*EXTRACT:*
· · · ·
We’ll now define the strength of the constraints (the lagrange multipliers, $\lambda$’s). In this example we will only have soft constraint (instead of hard constraints such as cut-off amplitude and frequency). We’ll only define constraints on the amplitude and the bandwidht, $\lambda_{amp}$ and $\lambda_{band}$.

lambda_amp = 0
lambda_band = 0.1

We need to put the multiple drive hamiltonians into one variable and also for the multiple drive amplitudes. We set a variable, drive_hamiltonians, which is a list of all the drive hamiltonians, and a variable, pulses, which is a list of the drive amplitudes. Notice that the two lists need to be the same length and that the $i^{th}$ drive hamiltonian in the list correspond to the $i^{th}$ drive amplitude in the list

drive_hamiltonians = [H_qI, H_qQ, H_aI, H_aQ]
pulses    = np.array([e_qI, e_qQ, e_aI, e_aQ])
· · · ·
*DATASET EXTRACT:*
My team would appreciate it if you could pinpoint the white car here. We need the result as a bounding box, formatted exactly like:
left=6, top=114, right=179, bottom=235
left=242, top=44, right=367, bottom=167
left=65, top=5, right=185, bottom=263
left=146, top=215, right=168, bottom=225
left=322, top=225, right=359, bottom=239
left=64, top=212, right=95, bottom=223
· · · ·
Write the next part of the tutorial on optimizing drive pulses, picking up right after the pulses array is defined. You won't need the lines for this.

*THE REPLY:*
👉 Creating GRAPE object 🍇

We now create the GrapePulse object, which contains all the data on the pulse and can be used for the optimization

grape_pulse = grape.GrapePulse(psi_initial, psi_target, T, Ns, H_0, drive_hamiltonians,
                               pulses, constraints=True, lambda_amp_lin=lambda_amp, lambda_band_lin=lambda_band)

👉 Optimizing 🛠

We now run the GRAPE optimization, we can choose to graph the probabilites over the duration of the pulse before and after the optimization

results = grape_pulse.optimize(graph_prob=True)

We get back a dictionary with all the results we need: optimized drive amplitudes, final fidelity, the Hamiltonians (which are allready known if you wrote this script, but usefull if you want to save it to a file), the Hilbert space dimensions and some comments you can add. The dictionary has the form:

• “pulses”: ndarray of shape (number of drive amplitudes$\ \times\ $number of time steps)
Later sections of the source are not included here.